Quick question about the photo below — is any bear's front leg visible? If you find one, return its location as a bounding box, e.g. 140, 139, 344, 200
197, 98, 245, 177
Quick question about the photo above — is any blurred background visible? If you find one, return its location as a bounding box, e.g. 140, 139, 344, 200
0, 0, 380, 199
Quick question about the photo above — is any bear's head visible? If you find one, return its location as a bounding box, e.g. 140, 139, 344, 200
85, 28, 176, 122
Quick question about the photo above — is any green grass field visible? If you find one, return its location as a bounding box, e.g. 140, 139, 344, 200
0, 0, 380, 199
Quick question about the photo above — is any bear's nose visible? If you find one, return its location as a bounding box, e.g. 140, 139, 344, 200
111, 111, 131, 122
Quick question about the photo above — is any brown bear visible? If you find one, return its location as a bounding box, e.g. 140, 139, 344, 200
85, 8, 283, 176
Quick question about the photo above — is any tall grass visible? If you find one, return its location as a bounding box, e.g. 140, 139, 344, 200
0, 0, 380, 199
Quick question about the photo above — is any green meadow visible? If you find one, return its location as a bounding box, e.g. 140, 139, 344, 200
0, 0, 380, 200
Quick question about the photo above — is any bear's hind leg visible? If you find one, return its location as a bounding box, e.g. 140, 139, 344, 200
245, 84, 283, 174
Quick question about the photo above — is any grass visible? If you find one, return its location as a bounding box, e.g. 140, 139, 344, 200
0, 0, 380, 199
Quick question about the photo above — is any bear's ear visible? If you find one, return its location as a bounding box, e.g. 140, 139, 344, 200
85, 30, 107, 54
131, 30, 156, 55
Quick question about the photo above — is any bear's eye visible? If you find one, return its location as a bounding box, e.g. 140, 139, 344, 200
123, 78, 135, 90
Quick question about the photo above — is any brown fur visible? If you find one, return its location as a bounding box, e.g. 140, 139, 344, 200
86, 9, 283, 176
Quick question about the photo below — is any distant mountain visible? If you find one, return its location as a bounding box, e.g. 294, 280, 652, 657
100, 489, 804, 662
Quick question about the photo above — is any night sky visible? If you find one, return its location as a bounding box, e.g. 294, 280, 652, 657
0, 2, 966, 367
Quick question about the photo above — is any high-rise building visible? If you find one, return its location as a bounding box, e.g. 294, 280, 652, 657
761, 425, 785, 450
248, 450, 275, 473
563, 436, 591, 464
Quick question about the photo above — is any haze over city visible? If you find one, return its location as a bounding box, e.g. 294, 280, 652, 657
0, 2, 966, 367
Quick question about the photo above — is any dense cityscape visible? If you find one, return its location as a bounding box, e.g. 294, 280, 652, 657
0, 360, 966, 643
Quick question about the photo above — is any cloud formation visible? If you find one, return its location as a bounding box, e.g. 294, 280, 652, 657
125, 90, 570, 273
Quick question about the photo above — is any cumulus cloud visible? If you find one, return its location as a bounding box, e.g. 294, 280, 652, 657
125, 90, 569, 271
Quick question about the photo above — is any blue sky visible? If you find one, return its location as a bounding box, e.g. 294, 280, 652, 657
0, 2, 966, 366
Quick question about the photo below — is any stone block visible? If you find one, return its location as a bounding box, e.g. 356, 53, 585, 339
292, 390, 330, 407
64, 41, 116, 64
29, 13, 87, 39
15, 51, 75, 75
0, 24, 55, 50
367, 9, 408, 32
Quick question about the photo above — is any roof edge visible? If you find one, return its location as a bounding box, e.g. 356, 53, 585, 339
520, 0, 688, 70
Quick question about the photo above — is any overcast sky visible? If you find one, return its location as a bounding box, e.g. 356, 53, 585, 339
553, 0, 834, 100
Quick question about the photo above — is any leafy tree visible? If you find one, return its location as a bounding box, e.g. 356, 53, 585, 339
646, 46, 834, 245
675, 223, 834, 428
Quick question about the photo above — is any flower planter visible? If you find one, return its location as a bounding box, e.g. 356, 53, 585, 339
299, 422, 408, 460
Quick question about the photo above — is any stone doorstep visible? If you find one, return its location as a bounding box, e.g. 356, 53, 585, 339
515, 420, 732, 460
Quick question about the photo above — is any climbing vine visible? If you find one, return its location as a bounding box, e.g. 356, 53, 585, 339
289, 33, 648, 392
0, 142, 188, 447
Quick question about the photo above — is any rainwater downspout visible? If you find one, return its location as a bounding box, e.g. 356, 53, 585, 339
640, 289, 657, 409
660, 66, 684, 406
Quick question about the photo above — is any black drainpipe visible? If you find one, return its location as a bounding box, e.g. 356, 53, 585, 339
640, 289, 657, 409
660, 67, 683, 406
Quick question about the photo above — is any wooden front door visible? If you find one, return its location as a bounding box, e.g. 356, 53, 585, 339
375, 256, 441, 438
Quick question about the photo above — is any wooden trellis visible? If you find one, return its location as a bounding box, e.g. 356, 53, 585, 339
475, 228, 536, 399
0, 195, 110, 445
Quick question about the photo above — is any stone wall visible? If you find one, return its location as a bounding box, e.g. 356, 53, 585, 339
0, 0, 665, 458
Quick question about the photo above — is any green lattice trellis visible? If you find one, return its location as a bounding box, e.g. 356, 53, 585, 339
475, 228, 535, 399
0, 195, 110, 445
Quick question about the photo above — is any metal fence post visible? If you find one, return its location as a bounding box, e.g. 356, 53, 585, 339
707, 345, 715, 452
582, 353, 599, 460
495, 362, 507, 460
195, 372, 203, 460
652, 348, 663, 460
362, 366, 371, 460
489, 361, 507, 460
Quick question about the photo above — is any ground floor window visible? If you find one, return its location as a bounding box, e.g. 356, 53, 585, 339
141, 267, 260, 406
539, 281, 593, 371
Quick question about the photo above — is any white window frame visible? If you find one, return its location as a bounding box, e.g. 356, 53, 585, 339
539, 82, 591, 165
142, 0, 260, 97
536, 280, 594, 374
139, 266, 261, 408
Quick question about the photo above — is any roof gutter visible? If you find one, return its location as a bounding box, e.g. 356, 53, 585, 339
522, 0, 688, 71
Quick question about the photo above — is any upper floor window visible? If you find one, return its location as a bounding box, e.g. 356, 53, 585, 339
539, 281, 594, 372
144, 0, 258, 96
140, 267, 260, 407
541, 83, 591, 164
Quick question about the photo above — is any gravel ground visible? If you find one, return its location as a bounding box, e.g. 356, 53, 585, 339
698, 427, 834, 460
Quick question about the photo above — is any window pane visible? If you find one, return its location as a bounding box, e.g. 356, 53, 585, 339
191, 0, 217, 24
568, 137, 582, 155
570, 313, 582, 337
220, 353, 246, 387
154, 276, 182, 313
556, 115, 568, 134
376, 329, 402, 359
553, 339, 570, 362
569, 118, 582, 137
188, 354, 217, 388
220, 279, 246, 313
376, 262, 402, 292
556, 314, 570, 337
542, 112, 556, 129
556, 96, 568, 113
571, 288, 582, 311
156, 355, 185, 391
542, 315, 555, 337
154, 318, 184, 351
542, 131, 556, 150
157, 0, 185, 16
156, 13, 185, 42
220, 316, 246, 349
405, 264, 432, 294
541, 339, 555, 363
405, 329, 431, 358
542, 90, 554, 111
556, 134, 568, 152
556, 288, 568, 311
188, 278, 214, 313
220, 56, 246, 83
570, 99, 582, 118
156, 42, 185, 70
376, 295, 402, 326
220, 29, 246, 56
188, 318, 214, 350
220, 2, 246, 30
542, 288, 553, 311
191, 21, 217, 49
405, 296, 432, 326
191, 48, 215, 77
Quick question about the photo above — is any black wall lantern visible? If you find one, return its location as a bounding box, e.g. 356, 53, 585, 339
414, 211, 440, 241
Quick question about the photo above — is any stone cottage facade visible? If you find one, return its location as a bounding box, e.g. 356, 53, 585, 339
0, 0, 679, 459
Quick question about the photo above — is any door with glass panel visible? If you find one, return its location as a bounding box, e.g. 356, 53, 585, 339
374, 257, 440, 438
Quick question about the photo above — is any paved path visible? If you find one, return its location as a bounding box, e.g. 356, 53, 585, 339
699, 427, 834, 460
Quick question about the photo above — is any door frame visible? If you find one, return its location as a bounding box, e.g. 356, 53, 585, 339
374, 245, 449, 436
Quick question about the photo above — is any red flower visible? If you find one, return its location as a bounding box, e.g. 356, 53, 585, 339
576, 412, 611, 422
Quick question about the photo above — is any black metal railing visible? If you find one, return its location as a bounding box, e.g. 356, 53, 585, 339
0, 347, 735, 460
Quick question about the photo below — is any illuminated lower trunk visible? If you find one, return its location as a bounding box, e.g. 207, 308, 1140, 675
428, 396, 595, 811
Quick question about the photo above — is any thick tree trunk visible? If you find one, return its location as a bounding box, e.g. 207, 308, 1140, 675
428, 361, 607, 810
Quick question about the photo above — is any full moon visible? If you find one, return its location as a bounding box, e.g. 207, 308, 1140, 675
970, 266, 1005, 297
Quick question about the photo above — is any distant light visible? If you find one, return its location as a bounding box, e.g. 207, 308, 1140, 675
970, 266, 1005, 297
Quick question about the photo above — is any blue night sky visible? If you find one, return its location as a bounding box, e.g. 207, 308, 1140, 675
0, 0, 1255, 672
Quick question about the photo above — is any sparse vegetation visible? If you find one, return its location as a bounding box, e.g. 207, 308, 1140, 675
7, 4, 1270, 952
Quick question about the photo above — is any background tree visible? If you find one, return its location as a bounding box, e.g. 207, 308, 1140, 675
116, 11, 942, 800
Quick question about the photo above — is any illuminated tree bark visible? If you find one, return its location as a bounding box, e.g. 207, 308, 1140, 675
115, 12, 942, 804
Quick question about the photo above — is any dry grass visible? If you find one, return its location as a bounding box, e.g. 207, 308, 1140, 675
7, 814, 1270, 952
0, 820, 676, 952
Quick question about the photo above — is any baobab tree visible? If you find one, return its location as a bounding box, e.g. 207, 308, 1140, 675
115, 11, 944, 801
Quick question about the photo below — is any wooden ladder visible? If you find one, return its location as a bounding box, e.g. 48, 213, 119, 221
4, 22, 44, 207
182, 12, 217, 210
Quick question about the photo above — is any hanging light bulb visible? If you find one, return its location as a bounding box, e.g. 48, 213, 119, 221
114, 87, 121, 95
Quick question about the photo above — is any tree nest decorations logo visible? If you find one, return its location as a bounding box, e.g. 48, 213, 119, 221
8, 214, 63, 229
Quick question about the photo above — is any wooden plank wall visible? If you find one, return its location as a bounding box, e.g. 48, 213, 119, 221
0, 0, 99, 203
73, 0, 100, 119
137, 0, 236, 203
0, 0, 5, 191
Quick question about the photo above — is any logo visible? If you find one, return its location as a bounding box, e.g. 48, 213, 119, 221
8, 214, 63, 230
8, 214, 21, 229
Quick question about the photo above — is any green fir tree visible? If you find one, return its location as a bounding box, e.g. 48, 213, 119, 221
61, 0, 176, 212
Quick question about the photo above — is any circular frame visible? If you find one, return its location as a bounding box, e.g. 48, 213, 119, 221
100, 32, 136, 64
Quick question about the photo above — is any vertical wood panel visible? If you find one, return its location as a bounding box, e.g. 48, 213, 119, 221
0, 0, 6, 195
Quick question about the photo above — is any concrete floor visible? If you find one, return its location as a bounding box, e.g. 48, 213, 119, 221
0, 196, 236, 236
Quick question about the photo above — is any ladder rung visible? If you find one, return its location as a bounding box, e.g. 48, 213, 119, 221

........

- [Aim]
Locate every line in the items above that contains the string "wooden", matching case exactly, and copy each of those lines in full.

- [Answer]
Quick question about the photo above — is any wooden front door visible? If you find one, return its location as a bounding box, e.g. 356, 53, 585, 339
Quick question about the photo above — is any wooden trellis visible? If you find one, return its location as a bounding box, e.g. 356, 53, 585, 339
Quick question about the photo below — is any wooden ladder visible? If you find one, return its location as a bounding box, e.g. 48, 213, 119, 221
Quick question about the photo above — is any wooden plank wall visible? If you find one, return its location as a bounding box, e.g. 48, 213, 119, 221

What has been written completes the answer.